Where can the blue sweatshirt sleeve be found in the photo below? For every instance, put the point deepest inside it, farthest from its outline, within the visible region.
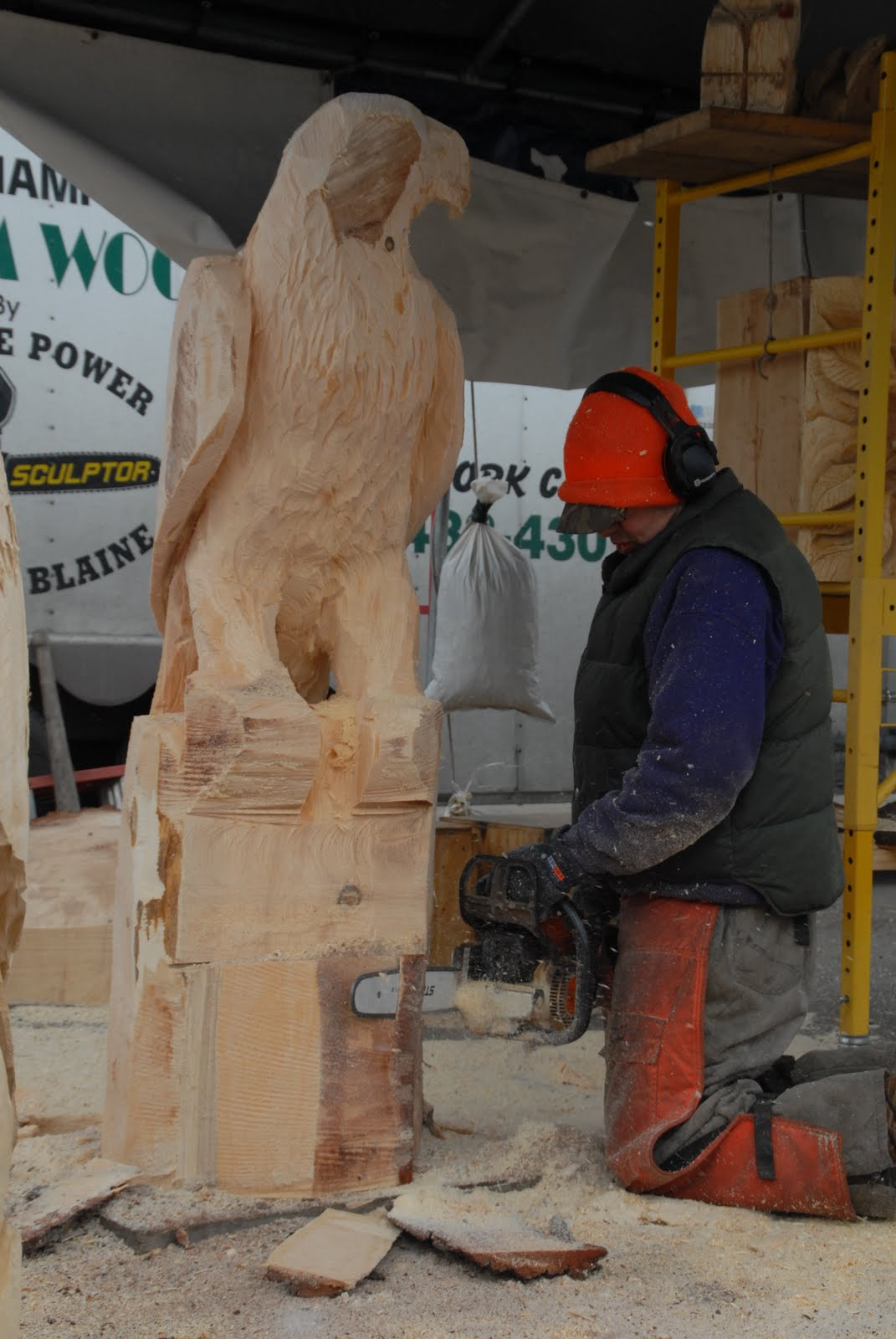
(713, 644)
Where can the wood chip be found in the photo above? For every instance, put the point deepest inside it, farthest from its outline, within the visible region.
(499, 1242)
(58, 1204)
(566, 1075)
(332, 1254)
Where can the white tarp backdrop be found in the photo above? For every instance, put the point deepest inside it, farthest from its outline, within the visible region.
(550, 288)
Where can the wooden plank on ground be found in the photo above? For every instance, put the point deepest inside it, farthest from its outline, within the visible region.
(332, 1254)
(58, 1204)
(499, 1242)
(717, 142)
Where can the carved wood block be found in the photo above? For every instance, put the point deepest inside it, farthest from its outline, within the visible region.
(234, 1057)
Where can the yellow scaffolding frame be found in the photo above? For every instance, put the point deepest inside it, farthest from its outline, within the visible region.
(872, 598)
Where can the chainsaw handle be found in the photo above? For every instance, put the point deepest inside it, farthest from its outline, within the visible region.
(586, 979)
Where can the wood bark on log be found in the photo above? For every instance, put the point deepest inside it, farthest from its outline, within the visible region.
(749, 57)
(788, 426)
(13, 843)
(276, 840)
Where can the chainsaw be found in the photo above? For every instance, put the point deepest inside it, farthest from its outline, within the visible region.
(536, 964)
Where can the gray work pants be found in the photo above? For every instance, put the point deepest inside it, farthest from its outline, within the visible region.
(757, 997)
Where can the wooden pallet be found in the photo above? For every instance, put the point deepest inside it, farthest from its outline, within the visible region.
(715, 142)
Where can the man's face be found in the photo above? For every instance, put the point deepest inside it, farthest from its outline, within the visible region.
(639, 526)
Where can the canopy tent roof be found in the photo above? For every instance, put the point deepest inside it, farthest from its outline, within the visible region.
(174, 114)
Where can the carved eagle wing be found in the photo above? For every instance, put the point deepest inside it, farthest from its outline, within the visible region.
(205, 399)
(443, 428)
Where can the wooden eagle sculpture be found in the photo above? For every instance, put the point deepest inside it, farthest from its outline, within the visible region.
(314, 418)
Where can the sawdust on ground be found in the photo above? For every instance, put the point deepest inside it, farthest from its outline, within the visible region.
(523, 1131)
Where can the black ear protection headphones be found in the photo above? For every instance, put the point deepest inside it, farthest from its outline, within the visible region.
(690, 455)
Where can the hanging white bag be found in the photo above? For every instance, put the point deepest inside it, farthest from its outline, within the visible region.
(486, 633)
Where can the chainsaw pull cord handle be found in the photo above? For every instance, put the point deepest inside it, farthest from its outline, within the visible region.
(586, 979)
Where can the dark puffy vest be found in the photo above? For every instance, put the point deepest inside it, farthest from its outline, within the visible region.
(781, 836)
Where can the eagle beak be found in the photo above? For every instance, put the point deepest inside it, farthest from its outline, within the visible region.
(448, 167)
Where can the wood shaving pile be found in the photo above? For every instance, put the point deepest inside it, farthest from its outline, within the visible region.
(675, 1270)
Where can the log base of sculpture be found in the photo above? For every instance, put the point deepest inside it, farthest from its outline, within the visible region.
(271, 854)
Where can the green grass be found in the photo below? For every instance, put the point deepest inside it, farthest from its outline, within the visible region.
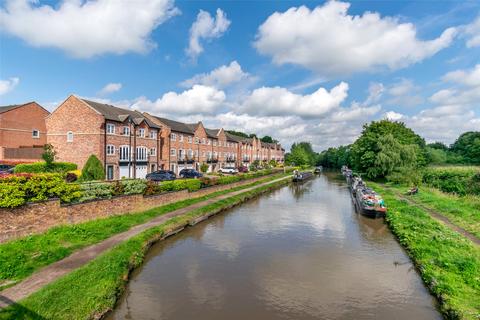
(94, 288)
(463, 211)
(20, 258)
(448, 262)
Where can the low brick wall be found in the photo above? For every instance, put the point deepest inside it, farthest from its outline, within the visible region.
(38, 217)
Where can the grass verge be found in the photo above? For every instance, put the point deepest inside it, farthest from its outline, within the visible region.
(93, 289)
(449, 263)
(21, 257)
(463, 211)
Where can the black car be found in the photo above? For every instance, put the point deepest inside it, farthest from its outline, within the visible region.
(189, 173)
(161, 175)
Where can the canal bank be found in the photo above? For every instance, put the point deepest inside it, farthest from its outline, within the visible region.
(92, 290)
(300, 252)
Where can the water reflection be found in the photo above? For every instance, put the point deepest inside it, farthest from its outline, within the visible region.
(300, 252)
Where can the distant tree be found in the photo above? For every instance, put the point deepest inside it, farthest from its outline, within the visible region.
(468, 146)
(438, 145)
(365, 150)
(48, 155)
(93, 170)
(237, 133)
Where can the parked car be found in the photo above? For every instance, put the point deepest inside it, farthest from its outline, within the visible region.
(189, 173)
(161, 175)
(6, 168)
(230, 170)
(242, 169)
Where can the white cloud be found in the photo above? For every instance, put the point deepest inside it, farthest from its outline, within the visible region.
(220, 77)
(465, 77)
(8, 85)
(197, 100)
(87, 28)
(329, 41)
(206, 27)
(110, 88)
(280, 101)
(473, 33)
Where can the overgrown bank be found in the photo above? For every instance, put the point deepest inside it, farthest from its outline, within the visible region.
(449, 264)
(90, 291)
(20, 258)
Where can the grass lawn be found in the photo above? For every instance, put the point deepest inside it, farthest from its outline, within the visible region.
(21, 257)
(94, 288)
(448, 262)
(463, 211)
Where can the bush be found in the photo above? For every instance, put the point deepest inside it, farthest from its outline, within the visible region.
(41, 167)
(93, 170)
(16, 190)
(134, 186)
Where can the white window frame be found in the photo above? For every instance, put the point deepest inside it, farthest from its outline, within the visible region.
(110, 128)
(110, 150)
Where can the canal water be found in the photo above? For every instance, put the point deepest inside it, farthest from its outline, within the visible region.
(300, 252)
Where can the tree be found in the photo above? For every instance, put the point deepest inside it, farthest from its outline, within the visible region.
(468, 146)
(93, 170)
(48, 155)
(365, 150)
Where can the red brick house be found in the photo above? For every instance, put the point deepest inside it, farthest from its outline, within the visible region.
(22, 132)
(124, 140)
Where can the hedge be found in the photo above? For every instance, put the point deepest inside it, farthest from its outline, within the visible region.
(16, 190)
(41, 167)
(459, 180)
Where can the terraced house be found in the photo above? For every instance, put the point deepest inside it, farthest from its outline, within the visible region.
(124, 140)
(131, 144)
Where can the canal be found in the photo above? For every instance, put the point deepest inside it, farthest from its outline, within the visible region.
(300, 252)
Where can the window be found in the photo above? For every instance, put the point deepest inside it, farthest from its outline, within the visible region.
(110, 128)
(124, 153)
(141, 153)
(110, 150)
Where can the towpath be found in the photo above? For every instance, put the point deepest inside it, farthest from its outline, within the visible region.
(78, 259)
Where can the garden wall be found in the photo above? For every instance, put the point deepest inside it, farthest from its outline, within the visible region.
(40, 216)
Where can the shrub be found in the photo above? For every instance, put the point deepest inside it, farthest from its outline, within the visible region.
(95, 190)
(41, 167)
(93, 170)
(16, 190)
(134, 186)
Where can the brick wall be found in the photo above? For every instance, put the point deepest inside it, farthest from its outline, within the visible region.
(39, 217)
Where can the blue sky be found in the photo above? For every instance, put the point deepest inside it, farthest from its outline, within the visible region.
(295, 70)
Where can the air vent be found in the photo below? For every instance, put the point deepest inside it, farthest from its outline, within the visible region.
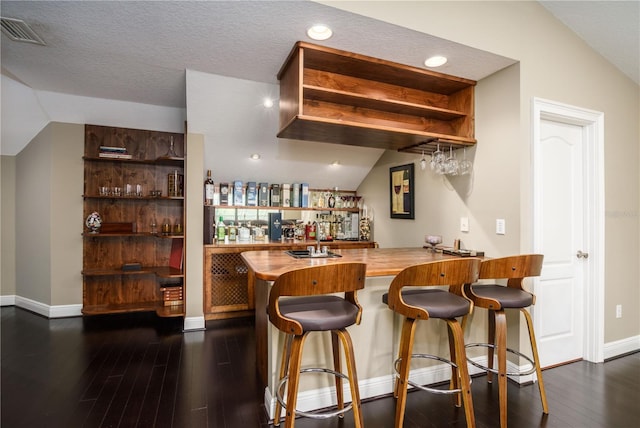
——————
**What you will do**
Pick out every line in the listing above that contains the word "eagle" and copy each one.

**Exercise response**
Where can the carved eagle wing be found in the photo above? For every instance, put the point deepest inside it, farthest from its outline, within the visible region.
Where can the wooden eagle sculpture be found in the photo above? For every instance, put the point deepest inside it, farthest from its outline, within the visible region.
Where can the eagle beak be found in the photo above? For every instance, put the point deepest inside it, farthest from its outline, within the visible region.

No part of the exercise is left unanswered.